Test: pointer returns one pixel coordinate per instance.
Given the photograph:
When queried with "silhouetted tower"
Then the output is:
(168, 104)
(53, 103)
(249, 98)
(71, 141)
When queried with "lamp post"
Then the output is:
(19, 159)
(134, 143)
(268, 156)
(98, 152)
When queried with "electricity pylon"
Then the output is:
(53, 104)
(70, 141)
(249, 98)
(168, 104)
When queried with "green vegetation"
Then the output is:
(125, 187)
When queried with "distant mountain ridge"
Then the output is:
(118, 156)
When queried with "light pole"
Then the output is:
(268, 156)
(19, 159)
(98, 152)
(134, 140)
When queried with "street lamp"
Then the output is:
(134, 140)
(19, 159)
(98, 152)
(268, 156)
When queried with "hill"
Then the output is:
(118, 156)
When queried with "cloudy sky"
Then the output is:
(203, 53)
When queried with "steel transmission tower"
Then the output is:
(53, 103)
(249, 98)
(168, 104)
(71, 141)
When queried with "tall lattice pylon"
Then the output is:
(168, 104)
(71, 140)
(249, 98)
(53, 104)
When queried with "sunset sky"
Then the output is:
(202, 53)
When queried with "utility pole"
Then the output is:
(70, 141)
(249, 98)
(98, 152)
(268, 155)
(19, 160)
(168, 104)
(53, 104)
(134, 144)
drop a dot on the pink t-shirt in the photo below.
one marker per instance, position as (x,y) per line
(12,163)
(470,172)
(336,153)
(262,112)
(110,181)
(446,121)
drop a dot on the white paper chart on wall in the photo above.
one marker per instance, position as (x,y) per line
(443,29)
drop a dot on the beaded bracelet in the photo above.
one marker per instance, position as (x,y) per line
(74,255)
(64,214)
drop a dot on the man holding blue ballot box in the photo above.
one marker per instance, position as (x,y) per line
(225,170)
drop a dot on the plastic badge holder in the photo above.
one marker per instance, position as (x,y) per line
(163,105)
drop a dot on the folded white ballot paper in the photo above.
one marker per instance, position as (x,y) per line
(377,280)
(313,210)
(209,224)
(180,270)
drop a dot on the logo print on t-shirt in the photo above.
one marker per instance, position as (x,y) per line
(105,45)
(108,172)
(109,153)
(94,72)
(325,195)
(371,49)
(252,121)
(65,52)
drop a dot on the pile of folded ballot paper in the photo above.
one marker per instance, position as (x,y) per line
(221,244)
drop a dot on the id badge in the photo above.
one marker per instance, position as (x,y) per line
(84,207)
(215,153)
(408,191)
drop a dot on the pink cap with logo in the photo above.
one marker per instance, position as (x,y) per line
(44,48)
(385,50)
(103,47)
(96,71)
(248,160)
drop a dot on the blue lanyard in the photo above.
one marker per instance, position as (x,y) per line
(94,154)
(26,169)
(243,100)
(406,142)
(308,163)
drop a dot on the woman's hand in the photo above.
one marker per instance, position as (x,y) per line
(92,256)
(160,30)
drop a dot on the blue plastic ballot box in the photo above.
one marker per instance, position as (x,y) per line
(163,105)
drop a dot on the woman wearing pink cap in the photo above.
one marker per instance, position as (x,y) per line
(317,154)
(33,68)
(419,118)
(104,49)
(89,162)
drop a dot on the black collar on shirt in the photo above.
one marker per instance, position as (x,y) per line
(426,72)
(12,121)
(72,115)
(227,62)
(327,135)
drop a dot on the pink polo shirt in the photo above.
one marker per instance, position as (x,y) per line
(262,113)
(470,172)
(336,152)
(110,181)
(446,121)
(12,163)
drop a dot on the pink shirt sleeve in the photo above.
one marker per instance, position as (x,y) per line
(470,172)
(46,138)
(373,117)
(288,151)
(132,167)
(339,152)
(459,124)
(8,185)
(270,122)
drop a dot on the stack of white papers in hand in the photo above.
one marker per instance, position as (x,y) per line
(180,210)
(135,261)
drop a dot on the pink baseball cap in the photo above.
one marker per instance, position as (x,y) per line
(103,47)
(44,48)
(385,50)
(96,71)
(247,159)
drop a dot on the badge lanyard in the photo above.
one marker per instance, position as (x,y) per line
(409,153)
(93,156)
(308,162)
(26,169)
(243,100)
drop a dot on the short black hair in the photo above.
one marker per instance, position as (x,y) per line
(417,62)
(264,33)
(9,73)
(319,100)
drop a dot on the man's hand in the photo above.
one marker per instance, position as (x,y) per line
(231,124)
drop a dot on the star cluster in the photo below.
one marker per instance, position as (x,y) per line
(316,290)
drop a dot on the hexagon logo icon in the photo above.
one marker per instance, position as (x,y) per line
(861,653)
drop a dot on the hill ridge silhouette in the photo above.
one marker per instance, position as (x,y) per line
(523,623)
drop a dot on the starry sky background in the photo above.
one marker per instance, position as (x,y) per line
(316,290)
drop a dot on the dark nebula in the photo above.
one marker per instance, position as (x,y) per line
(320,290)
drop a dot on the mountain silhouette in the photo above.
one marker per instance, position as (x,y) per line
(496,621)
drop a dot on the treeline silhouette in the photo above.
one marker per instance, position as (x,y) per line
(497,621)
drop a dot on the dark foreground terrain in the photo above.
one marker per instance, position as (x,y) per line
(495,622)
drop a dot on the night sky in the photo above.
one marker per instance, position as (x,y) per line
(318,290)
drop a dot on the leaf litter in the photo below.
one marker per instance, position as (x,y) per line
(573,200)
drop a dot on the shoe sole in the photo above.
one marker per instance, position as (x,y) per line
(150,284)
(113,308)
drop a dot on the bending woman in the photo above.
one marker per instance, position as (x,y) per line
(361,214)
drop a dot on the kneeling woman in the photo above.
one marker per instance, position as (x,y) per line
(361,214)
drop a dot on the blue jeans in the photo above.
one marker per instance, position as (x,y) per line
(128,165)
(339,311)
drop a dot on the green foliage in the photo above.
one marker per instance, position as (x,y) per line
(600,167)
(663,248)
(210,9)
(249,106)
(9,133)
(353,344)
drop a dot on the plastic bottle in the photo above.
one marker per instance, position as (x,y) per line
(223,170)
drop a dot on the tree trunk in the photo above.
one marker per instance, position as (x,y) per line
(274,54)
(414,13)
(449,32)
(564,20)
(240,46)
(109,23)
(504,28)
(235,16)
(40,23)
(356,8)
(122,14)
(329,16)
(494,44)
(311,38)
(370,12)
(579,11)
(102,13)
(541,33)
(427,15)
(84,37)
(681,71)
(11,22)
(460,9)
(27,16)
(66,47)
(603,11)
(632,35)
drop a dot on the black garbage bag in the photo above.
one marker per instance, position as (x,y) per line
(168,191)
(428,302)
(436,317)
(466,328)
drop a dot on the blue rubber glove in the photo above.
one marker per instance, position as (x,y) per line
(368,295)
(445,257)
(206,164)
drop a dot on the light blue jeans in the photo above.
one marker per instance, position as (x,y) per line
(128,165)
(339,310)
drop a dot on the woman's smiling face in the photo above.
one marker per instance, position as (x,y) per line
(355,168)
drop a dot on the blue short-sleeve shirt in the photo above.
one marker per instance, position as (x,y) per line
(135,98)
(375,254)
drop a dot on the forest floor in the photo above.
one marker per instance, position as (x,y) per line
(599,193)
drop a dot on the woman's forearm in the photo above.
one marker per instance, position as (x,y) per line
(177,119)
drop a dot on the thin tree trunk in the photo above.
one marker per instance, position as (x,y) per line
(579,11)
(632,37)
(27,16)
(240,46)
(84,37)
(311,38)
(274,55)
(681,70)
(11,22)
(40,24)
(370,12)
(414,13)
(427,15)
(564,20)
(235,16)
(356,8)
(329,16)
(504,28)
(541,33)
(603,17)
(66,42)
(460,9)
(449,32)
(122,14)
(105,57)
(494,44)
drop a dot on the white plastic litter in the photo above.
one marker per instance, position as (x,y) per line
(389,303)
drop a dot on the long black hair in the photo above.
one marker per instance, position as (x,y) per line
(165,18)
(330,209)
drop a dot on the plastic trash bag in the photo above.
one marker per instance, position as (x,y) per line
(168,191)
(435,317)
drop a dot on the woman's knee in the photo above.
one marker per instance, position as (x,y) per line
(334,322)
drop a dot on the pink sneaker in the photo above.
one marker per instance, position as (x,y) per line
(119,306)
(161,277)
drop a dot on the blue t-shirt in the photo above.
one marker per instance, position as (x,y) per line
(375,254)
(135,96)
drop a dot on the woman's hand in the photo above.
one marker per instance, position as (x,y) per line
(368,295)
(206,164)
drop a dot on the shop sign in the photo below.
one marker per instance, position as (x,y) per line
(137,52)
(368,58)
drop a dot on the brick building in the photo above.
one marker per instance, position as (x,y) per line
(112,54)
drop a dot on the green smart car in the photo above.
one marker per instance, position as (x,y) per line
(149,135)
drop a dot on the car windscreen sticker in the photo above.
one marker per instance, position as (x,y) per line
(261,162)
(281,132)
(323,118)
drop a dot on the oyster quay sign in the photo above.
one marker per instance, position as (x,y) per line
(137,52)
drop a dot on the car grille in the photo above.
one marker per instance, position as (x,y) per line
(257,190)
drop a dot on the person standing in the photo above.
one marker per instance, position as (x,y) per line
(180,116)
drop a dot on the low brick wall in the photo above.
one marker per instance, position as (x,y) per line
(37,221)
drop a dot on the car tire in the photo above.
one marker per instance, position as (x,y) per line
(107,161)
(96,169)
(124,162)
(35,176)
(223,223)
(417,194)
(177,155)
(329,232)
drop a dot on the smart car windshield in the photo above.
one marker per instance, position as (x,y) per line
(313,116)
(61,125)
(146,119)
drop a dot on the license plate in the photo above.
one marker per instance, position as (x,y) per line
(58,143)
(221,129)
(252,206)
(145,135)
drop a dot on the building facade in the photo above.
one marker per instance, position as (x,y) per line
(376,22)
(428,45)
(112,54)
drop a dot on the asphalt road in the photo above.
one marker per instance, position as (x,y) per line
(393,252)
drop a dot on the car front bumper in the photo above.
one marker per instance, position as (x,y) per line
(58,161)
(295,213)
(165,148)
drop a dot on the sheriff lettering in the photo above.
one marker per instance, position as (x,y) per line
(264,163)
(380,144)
--------------------------------------------------
#### TASK DESCRIPTION
When a line in the data above contains the string "hand", copy that line.

#### OUTPUT OF THE TASK
drop a dot on the woman's hand in the photo above.
drop a dot on the stack of white papers in hand in the photo above.
drop a dot on the man's hand in the photo above.
drop a dot on the woman's hand in the photo above.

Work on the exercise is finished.